Сразу же Александр Иванович стал перед дилеммой: что делать — продолжать свою деятельность, рискуя жизнью, или немедленно прекратить проверки и вернуться в Санкт-Петербург? Дело осложнялось ещё и тем, что рассчитывать Казарский мог в сложившейся ситуации только на свои силы. М.П. Лазарев уже ушёл с эскадрой к Босфору, а адмирал А.С. Грейг, как мы уже говорили, в таких делах был скорее врагом, чем помощником. Всеми делами Черноморского флота в то время ведали ещё ставленники старой флотской власти контр-адмирал Критский и правитель канцелярии командующего Иванов, повязанные по рукам и ногам с взяточниками и казнокрадами. Но Казарский несмотря ни на что бросает вызов своим врагам! Мы никогда не узнаем, был ли это поступок человека, уверенного в своих силах, или, наоборот, шаг отчаявшегося в неравной борьбе с воровством патриота… Ясно одно: бывший командир «Меркурия» прекрасно понимал, на что он шёл, и всё же решил не отступать, дать бой!
…В первых числах июля 1833 года Александр Иванович Казарский на пути в Николаев остановился отдохнуть у супругов Фаренниковых, проживавших в небольшом имении в двадцати пяти верстах от города. Елизавета Фаренникова в своих записках отмечает подавленное состояние Казарского, его необычайную задумчивость и нервозность. Приводит его слова: «Не по душе мне эта поездка, предчувствия у меня недобрые». И ещё одна важная фраза, сказанная им: «Сегодня я уезжаю, я вас прошу приехать ко мне в Николаев в четверг, вы мне там много поможете добрым дружеским советом, а в случае, не дай Бог чего, я хочу вам передать многое».
Итак, в четверг в Николаеве должно было произойти что-то очень важное и опасное. Видимо, А.И. Казарский нуждался в помощи надёжных и преданных друзей, потому и хотел встретиться в этот день с супругами Фаренниковыми. Более того, он уже располагал определённой информацией и боялся, что она может исчезнуть после его гибели. Александр Иванович ошибся в своих подсчётах всего лишь на один день, но эта роковая ошибка стоила ему жизни!
Спустя несколько дней после прощания Казарского с супругами Фаренниковыми к ним в четверг (!) под утро прискакал верховой с известием, что Александр Иванович умирает. Примчавшись, загнав лошадей, в Николаев, Фаренниковы нашли Казарского уже в агонии. Умирая, он успел лишь прошептать им всего одну фразу: «Мерзавцы меня отравили!»
Через полчаса в страшных муках он скончался. Уже к вечеру, как отмечает Фаренникова, «голова, лицо распухли до невозможности, почернели как уголь; руки распухли, почернели аксельбанты, эполеты, всё почернело… когда стали класть в гроб, то волосы упали на подушку». Налицо были все признаки, бывающие при отравлении ртутью!

**ФРАГМЕНТЫ ДАННЫХ**
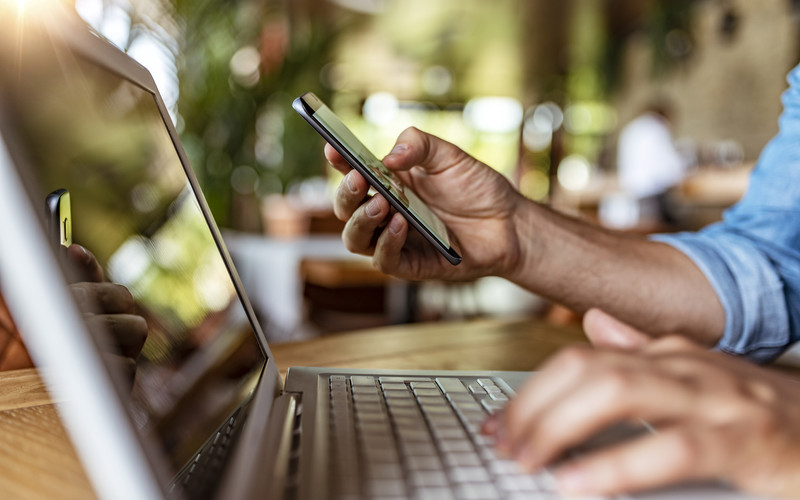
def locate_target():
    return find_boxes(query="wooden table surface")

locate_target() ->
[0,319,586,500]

--

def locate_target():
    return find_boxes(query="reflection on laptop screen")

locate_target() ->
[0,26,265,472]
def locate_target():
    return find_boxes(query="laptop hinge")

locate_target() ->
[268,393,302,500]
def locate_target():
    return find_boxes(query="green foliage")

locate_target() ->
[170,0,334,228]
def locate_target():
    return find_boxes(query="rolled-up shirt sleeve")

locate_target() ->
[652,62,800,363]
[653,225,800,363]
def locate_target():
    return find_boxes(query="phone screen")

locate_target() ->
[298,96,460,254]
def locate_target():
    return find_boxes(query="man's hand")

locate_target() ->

---

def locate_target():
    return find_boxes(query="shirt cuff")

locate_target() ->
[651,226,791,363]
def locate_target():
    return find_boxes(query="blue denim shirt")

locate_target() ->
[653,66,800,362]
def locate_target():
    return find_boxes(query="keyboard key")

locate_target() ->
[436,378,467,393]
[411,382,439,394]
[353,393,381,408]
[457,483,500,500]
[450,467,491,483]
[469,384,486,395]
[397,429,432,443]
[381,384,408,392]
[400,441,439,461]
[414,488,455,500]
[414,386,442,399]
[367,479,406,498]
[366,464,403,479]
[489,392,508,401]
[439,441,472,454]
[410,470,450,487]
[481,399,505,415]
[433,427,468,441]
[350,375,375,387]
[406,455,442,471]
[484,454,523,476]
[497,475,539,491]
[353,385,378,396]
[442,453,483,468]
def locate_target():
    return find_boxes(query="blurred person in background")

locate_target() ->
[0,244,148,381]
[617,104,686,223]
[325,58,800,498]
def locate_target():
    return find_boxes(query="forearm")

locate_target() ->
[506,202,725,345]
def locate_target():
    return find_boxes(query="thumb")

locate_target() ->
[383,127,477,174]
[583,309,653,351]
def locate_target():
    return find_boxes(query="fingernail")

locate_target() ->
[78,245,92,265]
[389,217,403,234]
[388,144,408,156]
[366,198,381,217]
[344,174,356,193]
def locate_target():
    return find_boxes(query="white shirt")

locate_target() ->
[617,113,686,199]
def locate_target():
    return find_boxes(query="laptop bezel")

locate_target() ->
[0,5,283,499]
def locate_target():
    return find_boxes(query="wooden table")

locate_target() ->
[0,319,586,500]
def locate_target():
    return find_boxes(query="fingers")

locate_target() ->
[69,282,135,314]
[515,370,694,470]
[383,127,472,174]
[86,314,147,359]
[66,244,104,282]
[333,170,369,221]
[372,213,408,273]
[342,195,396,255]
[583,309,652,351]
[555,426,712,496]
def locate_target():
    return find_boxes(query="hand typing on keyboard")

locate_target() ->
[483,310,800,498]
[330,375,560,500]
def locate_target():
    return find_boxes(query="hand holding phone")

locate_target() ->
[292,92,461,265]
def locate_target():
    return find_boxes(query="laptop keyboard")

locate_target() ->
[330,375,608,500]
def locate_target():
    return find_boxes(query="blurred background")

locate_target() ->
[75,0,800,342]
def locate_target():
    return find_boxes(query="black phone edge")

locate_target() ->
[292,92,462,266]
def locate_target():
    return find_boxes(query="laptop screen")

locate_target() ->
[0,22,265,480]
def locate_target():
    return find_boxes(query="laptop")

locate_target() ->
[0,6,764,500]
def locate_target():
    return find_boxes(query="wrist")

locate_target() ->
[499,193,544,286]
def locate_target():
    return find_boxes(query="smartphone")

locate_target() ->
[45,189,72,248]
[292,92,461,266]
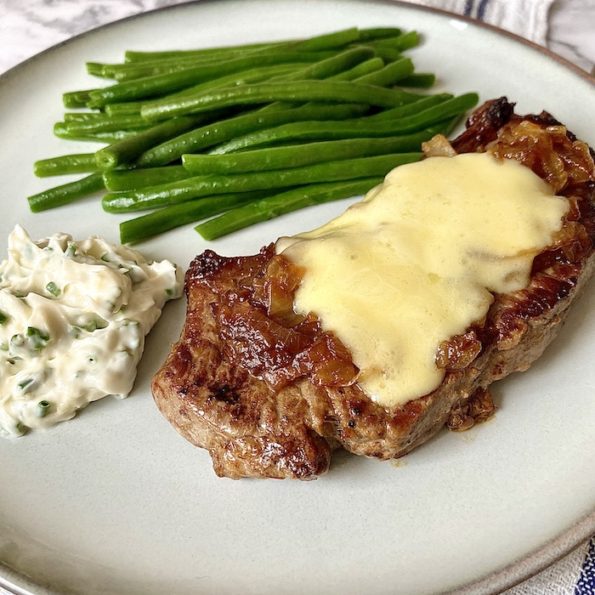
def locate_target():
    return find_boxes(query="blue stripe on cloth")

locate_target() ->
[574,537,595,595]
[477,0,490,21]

**ПОРЯДОК ВЫПОЛНЕНИЯ**
Продолжите отрывок о гибели А. И. Казарского, начав сразу после его последнего предложения. Листинг для работы не понадобится.

**ОБРАЗЕЦ РЕШЕНИЯ**
Анализ обстоятельств смерти А.И. Казарского, внешних изменений после его кончины дают веское основание полагать, что командир «Меркурия» был отравлен наиболее известным в то время ядом — мышьяком. При этом доза, которую дали Казарскому, была настолько чудовищна, что её хватило бы на несколько человек. Избрав для осуществления своей подлой цели мышьяк, убийцы могли рассчитывать прежде всего на то, что криминалистики как науки тогда ещё не было и в помине. Сам факт отравления мышьяком врачи научились выявлять несколько позднее — в 60-х годах XIX века, когда стала известна реакция так называемого «мышьякового зеркала». Но к тому времени о загадочной смерти Казарского уже забыли…
Исследователь-криминалист Евгений Баринов так описывает возможную причину смерти нашего героя: «Казарский мучился сильными болями и кричал: „Доктор, спасайте, я отравлен!“». Какого характера были боли, неизвестно, но, по-видимому, у него был поражён желудочно-кишечный тракт. Это очень похоже на действие деструктивного яда, то есть вещества, вызывающего дистрофические и некробиотические изменения почек, печени, миокарда, желудочно-кишечного тракта, головного мозга и др. Многие яды этой группы поражают слизистые оболочки пищеварительного тракта и способны накапливаться в организме. Ртуть и её соединения, наряду с фосфором, мышьяком и цинком, относятся именно к деструктивным ядам.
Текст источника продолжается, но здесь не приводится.